WHAT TO DO - Give every entry again, word for word.

===== DATA EXTRACT =====

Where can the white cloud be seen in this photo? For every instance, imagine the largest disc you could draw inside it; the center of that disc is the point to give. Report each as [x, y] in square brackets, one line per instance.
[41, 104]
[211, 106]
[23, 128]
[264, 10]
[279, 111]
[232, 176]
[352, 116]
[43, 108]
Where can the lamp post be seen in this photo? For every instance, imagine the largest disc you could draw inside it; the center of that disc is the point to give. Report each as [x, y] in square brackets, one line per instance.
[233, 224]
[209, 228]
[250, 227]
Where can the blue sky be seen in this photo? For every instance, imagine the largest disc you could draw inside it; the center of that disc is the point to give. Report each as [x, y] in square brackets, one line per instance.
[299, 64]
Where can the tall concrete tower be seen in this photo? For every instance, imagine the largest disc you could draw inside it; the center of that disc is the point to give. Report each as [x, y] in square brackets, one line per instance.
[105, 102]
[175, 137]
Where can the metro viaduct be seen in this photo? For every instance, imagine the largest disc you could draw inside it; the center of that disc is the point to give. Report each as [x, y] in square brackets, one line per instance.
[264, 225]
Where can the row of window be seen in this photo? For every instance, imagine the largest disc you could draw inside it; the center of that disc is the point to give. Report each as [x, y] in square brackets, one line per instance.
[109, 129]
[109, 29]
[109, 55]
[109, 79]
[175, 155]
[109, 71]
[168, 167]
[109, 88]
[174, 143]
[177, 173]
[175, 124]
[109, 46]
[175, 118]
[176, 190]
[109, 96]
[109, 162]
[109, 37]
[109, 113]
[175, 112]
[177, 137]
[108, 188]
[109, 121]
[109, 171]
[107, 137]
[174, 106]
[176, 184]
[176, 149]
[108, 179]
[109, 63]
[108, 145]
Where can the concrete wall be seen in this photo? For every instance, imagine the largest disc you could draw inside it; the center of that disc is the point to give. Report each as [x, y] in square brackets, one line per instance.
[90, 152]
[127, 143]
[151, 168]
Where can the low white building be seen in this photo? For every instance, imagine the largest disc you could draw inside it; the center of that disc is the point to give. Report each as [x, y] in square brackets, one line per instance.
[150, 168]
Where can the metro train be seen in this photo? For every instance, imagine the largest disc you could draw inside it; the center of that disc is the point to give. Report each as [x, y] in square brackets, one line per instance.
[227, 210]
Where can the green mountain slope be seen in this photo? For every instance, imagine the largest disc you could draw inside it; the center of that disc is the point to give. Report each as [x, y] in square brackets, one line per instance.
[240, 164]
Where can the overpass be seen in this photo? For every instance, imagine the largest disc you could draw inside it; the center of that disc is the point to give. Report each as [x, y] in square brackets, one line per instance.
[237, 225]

=====

THE RESULT -
Where can the white cloud be seen in this photo? For every instance, imagine the largest disc you could draw inside it; the center of that disc is the point to give. Report each as [x, y] in square brackets, one line per instance.
[41, 104]
[211, 106]
[23, 128]
[264, 10]
[279, 111]
[232, 176]
[352, 116]
[43, 108]
Where can the lamp post be seen in this photo? For every instance, imagine the largest disc you could draw inside it; the center of that disc is the point to give. Report each as [x, y] in square brackets, one line per instance.
[233, 224]
[209, 228]
[250, 227]
Where can the blue sky be seen in this photo? For every instance, imagine the largest disc you could draw inside it; the center of that disc is the point to give. Report each as [x, y] in square brackets, one line per instance.
[299, 64]
Where can the tall concrete tower be seen in this photo? For every instance, imagine the largest disc you could draw inside it; the center of that disc is the point to give. Report each as [x, y] in square brackets, one line per instance.
[105, 102]
[175, 137]
Where can the metro viaduct be seen in this photo? For every instance, imagine the largest disc you could draw inside it; the center of that disc is the point to give. Report each as [x, y] in square brackets, one line per instance.
[264, 225]
Where can the row of window be seen in this photo? For every instance, imagine the largest disc you could draw inside it; the center of that disc is the point to give. Report each as [x, y] in square brackets, one line per instance.
[109, 129]
[109, 29]
[109, 55]
[109, 79]
[175, 155]
[109, 71]
[168, 167]
[109, 88]
[174, 143]
[177, 173]
[175, 124]
[109, 46]
[175, 118]
[176, 190]
[109, 96]
[109, 162]
[109, 37]
[109, 113]
[175, 112]
[177, 137]
[108, 188]
[109, 121]
[109, 171]
[107, 137]
[174, 106]
[176, 184]
[176, 149]
[108, 179]
[109, 63]
[108, 145]
Where can the concrete wall be seen in this photo? For every instance, imagine the largest disc you could draw inside it; the center of that disc is the point to give. Report each as [x, y] in square brackets, one line per instance.
[90, 152]
[127, 143]
[151, 168]
Where can the low white building be seen in this photo? For every instance, imagine the largest disc you could draw inside it; the center of that disc is the point to give. Report each as [x, y] in square brackets, one line per instance.
[150, 168]
Where can the metro train be seen in this photo? For every instance, imagine the largest disc you could draw inside it; the center of that disc is the point to give. Report each as [x, y] in square brackets, one line per instance.
[227, 210]
Where can the green mountain slope be seen in this photo? For every instance, imagine the largest disc you could draw inside it; the center of that disc is the point to give. Report each as [x, y] in square brackets, one line per instance.
[240, 164]
Where can the overpass be seen in this photo? For every instance, imagine the largest disc you could draw inside it; the center of that disc is the point to give. Report each as [x, y] in square brackets, one line per instance.
[237, 225]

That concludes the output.